Problem requirements: The answer must be one number: the count of lines in the data below that include "over".

Dataset entries:
'''

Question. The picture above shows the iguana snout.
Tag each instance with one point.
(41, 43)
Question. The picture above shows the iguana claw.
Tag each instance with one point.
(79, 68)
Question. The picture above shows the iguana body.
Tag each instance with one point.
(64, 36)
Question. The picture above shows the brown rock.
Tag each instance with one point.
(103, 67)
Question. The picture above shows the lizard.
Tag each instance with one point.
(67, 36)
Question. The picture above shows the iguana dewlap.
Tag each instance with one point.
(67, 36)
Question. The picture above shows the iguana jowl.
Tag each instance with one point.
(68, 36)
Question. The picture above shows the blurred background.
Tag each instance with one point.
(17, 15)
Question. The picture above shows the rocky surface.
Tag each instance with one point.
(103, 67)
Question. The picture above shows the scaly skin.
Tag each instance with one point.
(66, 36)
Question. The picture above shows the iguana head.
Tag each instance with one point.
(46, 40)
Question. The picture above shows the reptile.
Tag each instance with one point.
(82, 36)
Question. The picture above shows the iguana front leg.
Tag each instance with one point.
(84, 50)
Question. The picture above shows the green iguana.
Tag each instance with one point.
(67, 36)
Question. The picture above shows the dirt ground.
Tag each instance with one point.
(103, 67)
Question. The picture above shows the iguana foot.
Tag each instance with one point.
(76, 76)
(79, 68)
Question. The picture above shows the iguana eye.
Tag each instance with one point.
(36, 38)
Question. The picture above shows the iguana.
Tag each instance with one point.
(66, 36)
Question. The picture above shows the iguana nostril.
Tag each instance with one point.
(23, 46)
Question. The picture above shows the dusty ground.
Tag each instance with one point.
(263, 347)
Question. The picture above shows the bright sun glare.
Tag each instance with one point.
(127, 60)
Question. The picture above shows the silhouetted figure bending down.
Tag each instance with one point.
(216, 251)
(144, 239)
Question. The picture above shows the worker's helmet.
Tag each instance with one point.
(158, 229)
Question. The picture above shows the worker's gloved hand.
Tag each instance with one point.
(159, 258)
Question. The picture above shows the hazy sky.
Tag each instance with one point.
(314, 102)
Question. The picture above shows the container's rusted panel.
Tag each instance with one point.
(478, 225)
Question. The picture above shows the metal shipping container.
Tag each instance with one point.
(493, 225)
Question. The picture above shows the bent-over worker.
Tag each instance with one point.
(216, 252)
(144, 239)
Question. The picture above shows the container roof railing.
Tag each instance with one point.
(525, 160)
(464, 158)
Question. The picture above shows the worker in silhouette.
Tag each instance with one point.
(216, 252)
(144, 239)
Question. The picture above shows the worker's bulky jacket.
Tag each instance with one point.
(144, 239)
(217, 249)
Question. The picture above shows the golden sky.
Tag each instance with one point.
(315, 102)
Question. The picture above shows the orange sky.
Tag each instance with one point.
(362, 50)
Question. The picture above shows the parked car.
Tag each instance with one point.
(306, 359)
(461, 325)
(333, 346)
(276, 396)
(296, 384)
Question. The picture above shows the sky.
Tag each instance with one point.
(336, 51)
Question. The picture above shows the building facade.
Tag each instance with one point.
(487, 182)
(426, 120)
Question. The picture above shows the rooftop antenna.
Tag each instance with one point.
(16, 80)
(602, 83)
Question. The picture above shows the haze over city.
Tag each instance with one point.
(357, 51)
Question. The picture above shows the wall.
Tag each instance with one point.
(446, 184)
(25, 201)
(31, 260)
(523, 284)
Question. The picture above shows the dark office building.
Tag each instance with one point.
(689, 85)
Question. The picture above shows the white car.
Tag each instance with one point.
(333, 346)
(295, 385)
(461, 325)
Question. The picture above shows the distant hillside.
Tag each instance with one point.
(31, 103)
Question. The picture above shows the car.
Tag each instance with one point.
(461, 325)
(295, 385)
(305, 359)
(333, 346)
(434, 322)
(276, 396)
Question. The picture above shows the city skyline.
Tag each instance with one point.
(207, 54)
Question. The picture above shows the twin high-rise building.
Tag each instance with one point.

'''

Solution for this problem: 2